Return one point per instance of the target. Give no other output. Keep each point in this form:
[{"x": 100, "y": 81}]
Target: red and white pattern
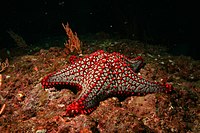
[{"x": 102, "y": 75}]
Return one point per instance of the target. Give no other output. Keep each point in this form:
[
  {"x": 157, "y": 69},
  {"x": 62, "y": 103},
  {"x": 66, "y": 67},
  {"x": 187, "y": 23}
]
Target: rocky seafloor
[{"x": 26, "y": 107}]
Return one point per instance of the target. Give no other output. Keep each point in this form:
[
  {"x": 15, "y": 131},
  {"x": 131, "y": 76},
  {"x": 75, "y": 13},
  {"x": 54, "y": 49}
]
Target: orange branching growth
[
  {"x": 73, "y": 44},
  {"x": 3, "y": 65}
]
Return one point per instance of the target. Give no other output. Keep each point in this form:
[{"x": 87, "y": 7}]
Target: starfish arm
[
  {"x": 102, "y": 75},
  {"x": 110, "y": 78}
]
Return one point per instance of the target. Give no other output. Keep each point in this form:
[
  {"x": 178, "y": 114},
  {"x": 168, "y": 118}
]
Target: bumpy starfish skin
[{"x": 102, "y": 75}]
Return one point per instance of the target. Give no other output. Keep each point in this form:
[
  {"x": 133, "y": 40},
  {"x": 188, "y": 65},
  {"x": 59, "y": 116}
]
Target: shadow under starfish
[{"x": 99, "y": 76}]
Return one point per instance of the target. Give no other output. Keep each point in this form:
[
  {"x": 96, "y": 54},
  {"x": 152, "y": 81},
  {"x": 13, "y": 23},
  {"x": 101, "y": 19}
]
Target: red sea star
[{"x": 102, "y": 75}]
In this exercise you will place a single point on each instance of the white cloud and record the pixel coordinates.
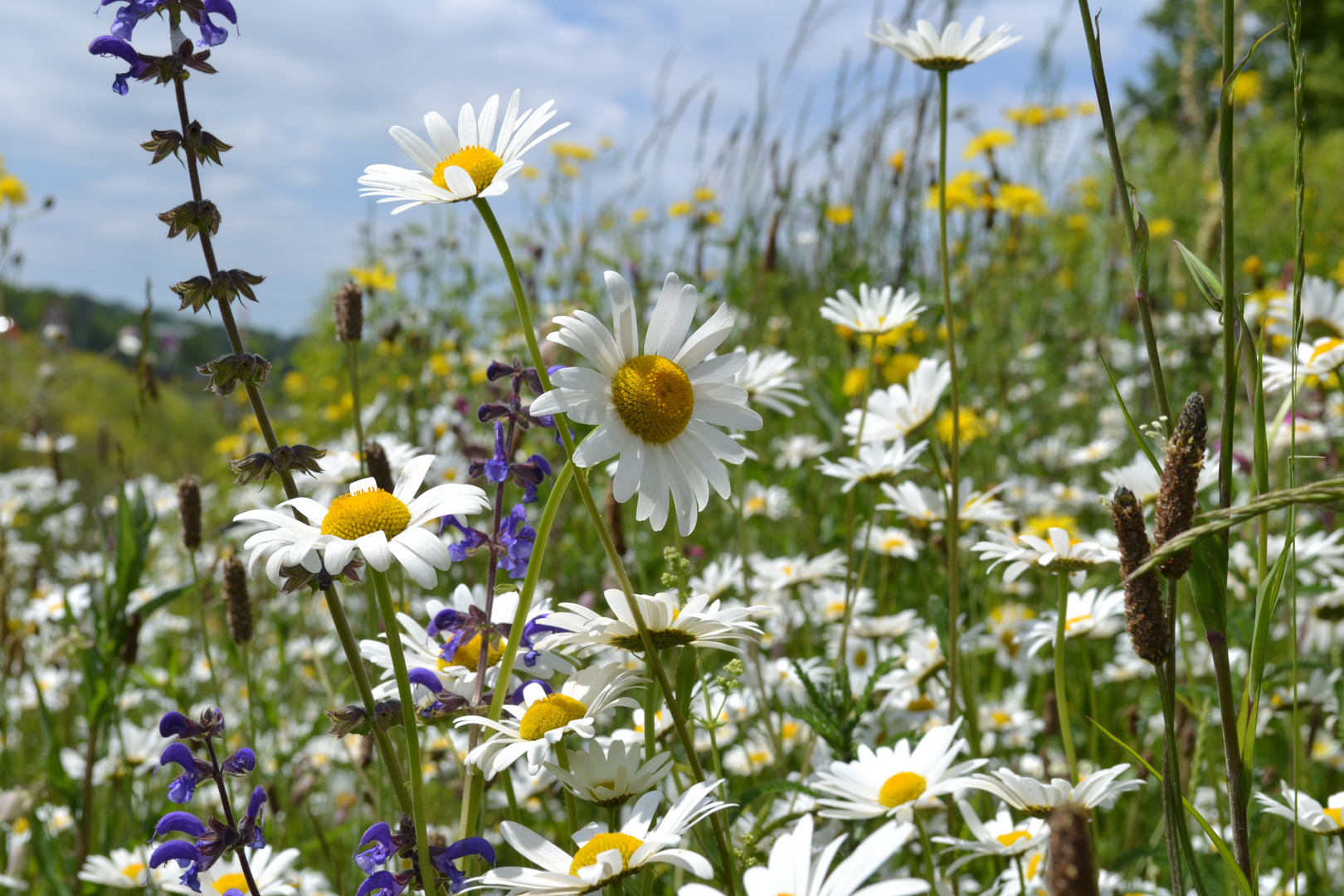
(308, 89)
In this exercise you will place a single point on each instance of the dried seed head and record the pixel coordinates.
(1181, 481)
(1144, 616)
(188, 512)
(236, 601)
(375, 461)
(348, 303)
(1071, 868)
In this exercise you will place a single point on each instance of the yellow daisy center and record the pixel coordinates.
(468, 655)
(359, 514)
(477, 162)
(654, 397)
(600, 844)
(550, 712)
(901, 789)
(230, 881)
(1012, 837)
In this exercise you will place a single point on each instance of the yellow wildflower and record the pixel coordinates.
(972, 427)
(840, 215)
(375, 277)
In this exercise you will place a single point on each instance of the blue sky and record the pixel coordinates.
(308, 89)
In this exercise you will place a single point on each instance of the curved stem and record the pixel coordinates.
(953, 529)
(1066, 733)
(409, 720)
(650, 655)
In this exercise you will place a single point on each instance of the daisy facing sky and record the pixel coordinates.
(460, 165)
(657, 410)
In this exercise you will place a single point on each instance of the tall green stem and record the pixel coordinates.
(1066, 733)
(953, 528)
(650, 655)
(409, 724)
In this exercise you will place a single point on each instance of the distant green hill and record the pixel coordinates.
(179, 340)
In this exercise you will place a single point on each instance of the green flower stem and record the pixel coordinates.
(403, 687)
(650, 653)
(1060, 694)
(366, 694)
(353, 366)
(572, 807)
(953, 529)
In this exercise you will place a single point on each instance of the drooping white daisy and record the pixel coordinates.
(1060, 553)
(791, 872)
(767, 377)
(606, 856)
(947, 51)
(1096, 613)
(877, 462)
(460, 165)
(543, 719)
(613, 776)
(657, 410)
(1319, 359)
(899, 410)
(1038, 798)
(875, 312)
(1001, 835)
(702, 622)
(381, 525)
(1305, 811)
(895, 781)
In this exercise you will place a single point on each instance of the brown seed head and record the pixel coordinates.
(1181, 481)
(348, 304)
(236, 601)
(1073, 872)
(188, 512)
(375, 461)
(1144, 616)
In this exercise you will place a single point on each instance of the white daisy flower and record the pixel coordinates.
(1060, 553)
(544, 719)
(897, 411)
(121, 869)
(613, 776)
(767, 377)
(875, 312)
(1096, 613)
(606, 856)
(895, 781)
(657, 410)
(381, 525)
(791, 869)
(1319, 358)
(877, 462)
(702, 622)
(1308, 813)
(1001, 835)
(460, 165)
(1038, 798)
(947, 51)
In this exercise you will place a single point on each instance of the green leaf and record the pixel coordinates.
(1209, 282)
(1133, 430)
(1234, 869)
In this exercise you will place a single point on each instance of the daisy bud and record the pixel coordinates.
(1181, 481)
(1144, 616)
(348, 303)
(375, 461)
(1073, 872)
(236, 601)
(188, 512)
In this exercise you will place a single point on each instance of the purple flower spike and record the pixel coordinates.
(241, 762)
(179, 822)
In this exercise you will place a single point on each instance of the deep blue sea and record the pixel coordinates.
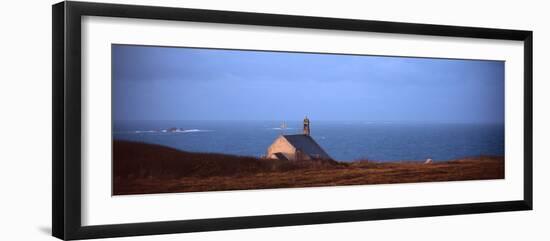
(343, 141)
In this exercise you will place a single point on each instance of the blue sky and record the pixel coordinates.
(165, 83)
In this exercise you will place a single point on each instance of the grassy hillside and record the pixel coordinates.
(140, 168)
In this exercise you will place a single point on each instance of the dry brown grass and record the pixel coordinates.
(142, 168)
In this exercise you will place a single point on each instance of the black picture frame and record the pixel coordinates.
(66, 75)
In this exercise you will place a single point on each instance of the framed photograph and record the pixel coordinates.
(169, 120)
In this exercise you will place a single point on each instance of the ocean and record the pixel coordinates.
(343, 141)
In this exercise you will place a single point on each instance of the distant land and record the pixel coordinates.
(140, 168)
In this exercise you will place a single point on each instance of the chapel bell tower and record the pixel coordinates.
(306, 126)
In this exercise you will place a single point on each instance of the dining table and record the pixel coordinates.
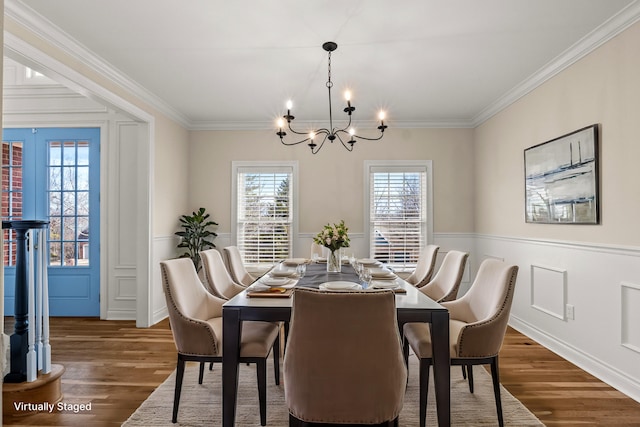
(411, 305)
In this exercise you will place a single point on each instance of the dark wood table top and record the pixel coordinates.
(316, 274)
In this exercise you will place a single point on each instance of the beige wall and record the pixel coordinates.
(171, 176)
(331, 182)
(603, 88)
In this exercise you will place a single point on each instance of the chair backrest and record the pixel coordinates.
(424, 269)
(445, 284)
(321, 251)
(190, 306)
(236, 267)
(343, 362)
(217, 277)
(486, 305)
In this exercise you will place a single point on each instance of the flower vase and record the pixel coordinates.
(334, 262)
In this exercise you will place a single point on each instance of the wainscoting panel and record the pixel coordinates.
(630, 316)
(604, 336)
(548, 290)
(164, 247)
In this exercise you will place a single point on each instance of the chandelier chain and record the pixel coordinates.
(329, 82)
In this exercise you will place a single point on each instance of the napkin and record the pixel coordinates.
(258, 287)
(377, 284)
(382, 273)
(327, 286)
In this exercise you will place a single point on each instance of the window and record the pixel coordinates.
(264, 210)
(398, 210)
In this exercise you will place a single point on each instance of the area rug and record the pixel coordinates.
(200, 405)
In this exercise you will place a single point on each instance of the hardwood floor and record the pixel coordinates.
(115, 366)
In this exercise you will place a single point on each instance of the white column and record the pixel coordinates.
(46, 346)
(32, 363)
(38, 325)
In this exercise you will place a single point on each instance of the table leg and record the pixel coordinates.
(231, 329)
(441, 366)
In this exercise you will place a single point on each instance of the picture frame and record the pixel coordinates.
(562, 179)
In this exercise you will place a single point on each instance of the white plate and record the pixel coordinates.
(339, 286)
(274, 281)
(383, 284)
(295, 261)
(381, 273)
(369, 261)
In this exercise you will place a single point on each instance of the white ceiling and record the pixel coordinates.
(233, 64)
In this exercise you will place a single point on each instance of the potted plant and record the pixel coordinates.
(195, 236)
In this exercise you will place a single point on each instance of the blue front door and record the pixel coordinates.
(53, 174)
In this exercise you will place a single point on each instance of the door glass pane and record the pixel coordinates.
(11, 194)
(69, 208)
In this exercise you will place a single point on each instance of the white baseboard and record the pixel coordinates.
(606, 373)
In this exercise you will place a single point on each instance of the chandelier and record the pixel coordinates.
(331, 133)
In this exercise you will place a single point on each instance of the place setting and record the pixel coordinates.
(280, 281)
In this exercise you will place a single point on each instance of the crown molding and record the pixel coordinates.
(28, 18)
(268, 125)
(35, 23)
(596, 38)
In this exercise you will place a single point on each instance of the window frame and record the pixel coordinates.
(372, 166)
(265, 167)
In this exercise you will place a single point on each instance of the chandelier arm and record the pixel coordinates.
(371, 139)
(343, 143)
(344, 129)
(296, 132)
(293, 143)
(315, 149)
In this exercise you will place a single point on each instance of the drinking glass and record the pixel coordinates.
(301, 269)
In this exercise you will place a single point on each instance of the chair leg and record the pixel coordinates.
(424, 390)
(405, 353)
(261, 368)
(495, 374)
(294, 422)
(201, 374)
(286, 335)
(178, 389)
(276, 359)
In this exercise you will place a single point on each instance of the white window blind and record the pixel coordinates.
(397, 213)
(264, 213)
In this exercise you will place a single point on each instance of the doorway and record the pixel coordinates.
(53, 174)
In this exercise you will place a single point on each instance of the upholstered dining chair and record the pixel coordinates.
(424, 269)
(343, 363)
(478, 321)
(196, 323)
(217, 278)
(445, 284)
(236, 267)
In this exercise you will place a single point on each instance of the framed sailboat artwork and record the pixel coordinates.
(561, 179)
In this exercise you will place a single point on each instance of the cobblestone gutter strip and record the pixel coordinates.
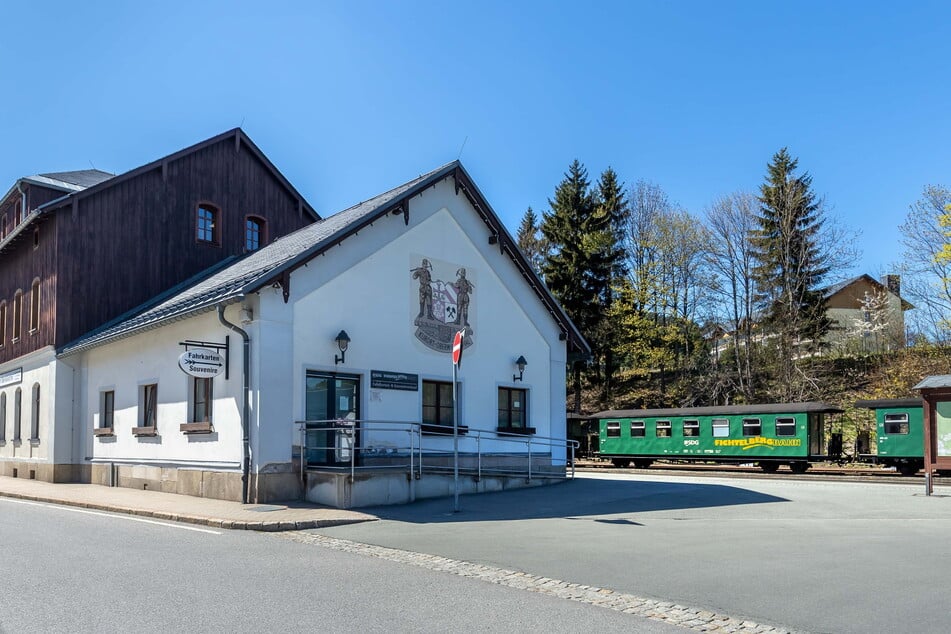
(687, 617)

◇ ◇ ◇

**ASSIGNED TASK**
Write out the lines beginning at the line with "artwork and record the pixel coordinates." and ending at the last line of the entries. Include no pictures.

**TASK ANSWER**
In this exercise you will place a single point on each instance of the framed sailboat artwork and record the pixel coordinates.
(561, 179)
In this exercise you will place a single point on each instance of the cobblestone gutter strip and record the pixel coordinates.
(687, 617)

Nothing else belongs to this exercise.